(Region pointing data)
= Beginning of Section =

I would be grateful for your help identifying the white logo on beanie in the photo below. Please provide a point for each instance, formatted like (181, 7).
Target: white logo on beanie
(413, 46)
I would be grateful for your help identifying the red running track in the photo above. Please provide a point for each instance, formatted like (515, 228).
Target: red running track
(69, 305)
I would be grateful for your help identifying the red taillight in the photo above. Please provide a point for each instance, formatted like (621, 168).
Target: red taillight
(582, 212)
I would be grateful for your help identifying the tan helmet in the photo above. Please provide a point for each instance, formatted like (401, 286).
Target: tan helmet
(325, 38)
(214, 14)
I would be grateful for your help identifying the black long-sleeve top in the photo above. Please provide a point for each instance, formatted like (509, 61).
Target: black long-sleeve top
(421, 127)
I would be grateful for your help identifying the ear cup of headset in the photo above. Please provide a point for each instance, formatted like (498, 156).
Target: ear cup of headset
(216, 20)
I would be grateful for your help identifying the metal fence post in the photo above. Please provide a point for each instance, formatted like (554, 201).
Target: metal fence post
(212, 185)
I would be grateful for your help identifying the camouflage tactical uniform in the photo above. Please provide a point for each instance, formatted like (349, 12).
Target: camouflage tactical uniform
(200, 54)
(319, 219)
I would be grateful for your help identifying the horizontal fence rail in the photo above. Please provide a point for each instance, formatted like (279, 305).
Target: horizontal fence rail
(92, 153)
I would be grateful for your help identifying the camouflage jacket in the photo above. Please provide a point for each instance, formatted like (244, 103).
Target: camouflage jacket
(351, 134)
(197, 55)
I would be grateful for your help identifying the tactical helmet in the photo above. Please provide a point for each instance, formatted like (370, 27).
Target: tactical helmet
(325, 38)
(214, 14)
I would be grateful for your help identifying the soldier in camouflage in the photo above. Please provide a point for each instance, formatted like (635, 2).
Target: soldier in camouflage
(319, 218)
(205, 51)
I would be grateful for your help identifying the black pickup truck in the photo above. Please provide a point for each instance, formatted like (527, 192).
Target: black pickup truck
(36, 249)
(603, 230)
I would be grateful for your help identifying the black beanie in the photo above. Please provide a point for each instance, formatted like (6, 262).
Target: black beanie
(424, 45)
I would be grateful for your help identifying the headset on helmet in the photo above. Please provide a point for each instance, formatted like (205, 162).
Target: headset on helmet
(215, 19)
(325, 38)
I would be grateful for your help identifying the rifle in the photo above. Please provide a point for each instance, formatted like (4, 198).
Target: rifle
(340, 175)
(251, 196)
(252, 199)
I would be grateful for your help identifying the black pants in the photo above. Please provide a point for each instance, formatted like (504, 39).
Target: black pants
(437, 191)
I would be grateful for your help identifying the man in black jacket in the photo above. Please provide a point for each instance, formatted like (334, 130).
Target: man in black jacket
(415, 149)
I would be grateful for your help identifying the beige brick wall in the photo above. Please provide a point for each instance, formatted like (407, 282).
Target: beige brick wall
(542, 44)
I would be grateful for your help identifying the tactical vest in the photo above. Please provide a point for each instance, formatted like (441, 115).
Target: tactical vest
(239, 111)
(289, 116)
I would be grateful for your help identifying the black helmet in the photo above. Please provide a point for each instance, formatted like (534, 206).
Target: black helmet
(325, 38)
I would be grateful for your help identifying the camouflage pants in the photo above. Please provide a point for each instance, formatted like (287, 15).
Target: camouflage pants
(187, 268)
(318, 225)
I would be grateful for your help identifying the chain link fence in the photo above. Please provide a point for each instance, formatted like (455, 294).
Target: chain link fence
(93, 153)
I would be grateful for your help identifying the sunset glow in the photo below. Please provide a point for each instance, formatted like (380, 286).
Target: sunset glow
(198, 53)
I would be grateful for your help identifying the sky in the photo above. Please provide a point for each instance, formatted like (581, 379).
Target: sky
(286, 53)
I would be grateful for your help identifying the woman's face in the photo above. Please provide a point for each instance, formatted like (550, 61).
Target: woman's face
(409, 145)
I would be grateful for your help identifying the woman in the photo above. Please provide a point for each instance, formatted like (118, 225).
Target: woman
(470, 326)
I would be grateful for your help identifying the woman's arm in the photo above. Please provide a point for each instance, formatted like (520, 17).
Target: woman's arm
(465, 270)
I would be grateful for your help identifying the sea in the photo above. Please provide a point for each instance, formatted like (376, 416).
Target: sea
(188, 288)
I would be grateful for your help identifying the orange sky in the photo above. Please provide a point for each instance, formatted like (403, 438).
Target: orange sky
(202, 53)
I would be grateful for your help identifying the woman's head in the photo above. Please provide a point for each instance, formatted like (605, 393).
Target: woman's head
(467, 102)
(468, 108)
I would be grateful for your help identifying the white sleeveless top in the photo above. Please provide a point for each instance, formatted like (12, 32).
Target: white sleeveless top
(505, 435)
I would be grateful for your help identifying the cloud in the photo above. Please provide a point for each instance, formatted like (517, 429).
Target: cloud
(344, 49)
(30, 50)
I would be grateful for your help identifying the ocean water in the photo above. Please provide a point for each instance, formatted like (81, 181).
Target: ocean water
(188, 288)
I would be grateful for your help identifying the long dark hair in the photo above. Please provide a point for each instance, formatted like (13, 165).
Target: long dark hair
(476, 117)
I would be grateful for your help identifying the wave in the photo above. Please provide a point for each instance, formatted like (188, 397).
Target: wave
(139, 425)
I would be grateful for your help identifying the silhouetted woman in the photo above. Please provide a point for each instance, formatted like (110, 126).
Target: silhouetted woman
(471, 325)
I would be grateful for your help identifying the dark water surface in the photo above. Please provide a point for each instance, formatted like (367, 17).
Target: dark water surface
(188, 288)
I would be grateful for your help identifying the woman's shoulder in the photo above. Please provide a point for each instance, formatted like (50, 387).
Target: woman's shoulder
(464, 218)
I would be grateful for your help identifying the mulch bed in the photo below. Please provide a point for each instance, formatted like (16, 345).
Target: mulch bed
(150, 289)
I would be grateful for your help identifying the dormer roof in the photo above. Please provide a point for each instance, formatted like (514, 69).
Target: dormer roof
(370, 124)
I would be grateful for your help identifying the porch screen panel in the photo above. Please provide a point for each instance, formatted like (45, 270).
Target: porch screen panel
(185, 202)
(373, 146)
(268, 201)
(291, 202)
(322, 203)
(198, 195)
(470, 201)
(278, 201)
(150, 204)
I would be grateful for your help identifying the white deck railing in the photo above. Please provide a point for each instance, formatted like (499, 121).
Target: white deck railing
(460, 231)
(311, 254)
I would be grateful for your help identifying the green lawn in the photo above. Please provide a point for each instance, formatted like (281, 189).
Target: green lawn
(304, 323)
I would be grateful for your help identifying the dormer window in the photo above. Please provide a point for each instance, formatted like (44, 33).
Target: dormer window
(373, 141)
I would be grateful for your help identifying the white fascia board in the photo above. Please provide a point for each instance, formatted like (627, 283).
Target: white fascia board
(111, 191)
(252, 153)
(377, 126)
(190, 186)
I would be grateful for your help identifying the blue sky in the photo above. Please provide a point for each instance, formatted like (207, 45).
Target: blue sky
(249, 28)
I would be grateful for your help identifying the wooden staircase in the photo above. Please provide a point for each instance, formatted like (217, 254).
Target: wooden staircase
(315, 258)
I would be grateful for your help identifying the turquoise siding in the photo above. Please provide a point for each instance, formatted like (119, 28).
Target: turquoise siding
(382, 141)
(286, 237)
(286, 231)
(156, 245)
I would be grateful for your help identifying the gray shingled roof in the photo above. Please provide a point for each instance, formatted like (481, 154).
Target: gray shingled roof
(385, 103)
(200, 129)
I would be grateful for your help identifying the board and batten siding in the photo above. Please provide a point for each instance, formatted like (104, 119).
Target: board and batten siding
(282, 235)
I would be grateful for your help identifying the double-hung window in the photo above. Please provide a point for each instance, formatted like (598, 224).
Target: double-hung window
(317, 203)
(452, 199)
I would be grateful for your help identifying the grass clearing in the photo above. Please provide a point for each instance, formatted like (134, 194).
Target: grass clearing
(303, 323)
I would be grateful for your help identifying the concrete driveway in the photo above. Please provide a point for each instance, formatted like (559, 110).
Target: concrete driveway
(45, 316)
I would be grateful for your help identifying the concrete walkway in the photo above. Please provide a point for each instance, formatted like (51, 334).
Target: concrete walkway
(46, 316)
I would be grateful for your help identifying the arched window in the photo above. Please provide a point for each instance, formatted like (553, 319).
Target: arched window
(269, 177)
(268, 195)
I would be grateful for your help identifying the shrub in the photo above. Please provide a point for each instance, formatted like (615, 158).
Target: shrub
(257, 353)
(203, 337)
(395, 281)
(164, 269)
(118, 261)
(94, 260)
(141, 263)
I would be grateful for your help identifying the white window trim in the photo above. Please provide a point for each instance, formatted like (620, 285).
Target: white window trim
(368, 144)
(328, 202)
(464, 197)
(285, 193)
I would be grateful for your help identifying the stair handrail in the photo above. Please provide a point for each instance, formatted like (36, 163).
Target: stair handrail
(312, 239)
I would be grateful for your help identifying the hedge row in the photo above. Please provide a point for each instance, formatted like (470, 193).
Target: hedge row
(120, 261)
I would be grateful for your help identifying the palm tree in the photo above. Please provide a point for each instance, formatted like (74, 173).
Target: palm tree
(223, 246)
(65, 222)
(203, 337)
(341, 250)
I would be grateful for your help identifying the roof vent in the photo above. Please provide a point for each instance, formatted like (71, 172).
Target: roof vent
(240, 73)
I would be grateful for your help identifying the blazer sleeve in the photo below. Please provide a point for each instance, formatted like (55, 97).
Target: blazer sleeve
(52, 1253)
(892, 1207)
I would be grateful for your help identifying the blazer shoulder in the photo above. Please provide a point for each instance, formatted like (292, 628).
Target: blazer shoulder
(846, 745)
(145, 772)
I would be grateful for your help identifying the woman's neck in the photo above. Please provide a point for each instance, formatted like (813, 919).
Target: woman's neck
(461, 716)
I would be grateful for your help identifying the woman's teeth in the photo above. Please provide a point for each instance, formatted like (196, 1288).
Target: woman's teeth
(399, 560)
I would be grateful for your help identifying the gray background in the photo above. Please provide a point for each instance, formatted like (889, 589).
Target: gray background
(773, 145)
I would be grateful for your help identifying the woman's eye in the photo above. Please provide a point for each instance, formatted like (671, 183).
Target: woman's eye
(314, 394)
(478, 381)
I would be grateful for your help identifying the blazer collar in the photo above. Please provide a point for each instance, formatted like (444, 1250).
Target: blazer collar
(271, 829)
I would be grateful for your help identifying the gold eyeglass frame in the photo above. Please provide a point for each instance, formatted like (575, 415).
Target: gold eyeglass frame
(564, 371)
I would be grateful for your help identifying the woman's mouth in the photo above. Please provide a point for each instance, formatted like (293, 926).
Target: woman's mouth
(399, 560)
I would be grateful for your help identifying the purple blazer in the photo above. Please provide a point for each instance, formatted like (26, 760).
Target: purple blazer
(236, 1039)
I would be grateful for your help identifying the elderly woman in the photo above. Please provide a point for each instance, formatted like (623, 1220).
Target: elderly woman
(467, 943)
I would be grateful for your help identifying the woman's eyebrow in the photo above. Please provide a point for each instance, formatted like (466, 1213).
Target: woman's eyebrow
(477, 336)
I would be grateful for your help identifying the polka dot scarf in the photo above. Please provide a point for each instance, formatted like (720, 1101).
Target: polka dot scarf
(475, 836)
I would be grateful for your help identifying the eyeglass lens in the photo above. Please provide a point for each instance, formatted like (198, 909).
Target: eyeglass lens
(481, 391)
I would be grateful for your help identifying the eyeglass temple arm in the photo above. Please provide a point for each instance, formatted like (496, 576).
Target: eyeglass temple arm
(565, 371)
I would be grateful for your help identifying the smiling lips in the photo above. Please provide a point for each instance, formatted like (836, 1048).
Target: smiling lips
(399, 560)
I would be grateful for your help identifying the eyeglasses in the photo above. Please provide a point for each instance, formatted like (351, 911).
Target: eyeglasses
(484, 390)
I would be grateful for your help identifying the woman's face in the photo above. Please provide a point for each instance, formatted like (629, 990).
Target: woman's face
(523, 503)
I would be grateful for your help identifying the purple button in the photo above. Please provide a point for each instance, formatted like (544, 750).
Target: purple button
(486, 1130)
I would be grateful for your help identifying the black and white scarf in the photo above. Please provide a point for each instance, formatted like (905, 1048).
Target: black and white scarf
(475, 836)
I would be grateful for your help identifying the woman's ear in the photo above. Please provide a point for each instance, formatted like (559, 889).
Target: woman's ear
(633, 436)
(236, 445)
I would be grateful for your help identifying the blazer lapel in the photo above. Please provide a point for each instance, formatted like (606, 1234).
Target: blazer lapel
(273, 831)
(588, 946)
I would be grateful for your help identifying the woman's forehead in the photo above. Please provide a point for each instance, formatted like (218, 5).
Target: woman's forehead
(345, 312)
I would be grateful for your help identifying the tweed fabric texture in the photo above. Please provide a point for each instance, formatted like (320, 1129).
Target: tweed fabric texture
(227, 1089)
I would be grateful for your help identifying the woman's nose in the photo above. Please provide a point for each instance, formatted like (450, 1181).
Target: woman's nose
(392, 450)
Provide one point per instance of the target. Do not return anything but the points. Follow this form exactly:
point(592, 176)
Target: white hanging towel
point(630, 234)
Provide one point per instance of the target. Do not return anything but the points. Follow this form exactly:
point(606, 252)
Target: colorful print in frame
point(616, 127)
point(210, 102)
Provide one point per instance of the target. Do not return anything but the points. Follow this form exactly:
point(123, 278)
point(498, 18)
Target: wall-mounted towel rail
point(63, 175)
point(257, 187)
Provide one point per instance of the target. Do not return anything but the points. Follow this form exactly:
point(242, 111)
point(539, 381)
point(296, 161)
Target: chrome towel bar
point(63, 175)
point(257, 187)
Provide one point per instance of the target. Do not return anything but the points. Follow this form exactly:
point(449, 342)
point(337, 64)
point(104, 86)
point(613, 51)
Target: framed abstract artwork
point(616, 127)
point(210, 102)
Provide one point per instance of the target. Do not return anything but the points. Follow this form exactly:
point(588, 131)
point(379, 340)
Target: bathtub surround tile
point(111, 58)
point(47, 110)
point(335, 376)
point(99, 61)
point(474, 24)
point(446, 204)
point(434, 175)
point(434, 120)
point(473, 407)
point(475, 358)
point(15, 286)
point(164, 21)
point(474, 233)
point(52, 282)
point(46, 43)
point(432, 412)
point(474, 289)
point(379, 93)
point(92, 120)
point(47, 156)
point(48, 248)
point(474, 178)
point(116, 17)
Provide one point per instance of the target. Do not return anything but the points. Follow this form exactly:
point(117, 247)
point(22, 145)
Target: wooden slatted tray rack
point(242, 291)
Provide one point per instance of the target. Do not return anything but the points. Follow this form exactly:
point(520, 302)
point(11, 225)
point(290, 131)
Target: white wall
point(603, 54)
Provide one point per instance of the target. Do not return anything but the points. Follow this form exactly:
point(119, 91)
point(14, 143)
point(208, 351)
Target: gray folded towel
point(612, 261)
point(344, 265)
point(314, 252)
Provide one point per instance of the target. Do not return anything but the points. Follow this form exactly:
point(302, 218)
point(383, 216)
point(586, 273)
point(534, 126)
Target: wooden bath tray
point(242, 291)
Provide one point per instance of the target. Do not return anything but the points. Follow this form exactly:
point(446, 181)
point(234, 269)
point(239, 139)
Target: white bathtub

= End of Section =

PROBLEM REQUIREMENTS » Reproduce, word for word and in full, only the lines above that start at the line with "like (466, 1213)." and run through the line with "I would be grateful for your help identifying the smiling", both ends included.

WRITTEN ANSWER »
I would be grateful for your help identifying the woman's eyebrow in the photo above. Please provide a point for each instance, formatted like (466, 1213).
Target: woman's eyebrow
(477, 336)
I would be grateful for your help identifying the polka dot scarf in the photo above. Please provide a point for each instance, formatted like (720, 1101).
Target: polka dot scarf
(475, 836)
I would be grateful for your help identifying the eyeglass lens in the photo above. Please provide a point for each instance, formatted like (198, 909).
Target: eyeglass lens
(481, 391)
I would be grateful for your help identifying the eyeglass temple arm in the photo above. Please provide a point for each instance, formatted like (496, 576).
Target: eyeglass temple arm
(565, 371)
I would be grateful for your help identifying the smiling lips in the photo above. Please provide a point for each instance, formatted like (836, 1048).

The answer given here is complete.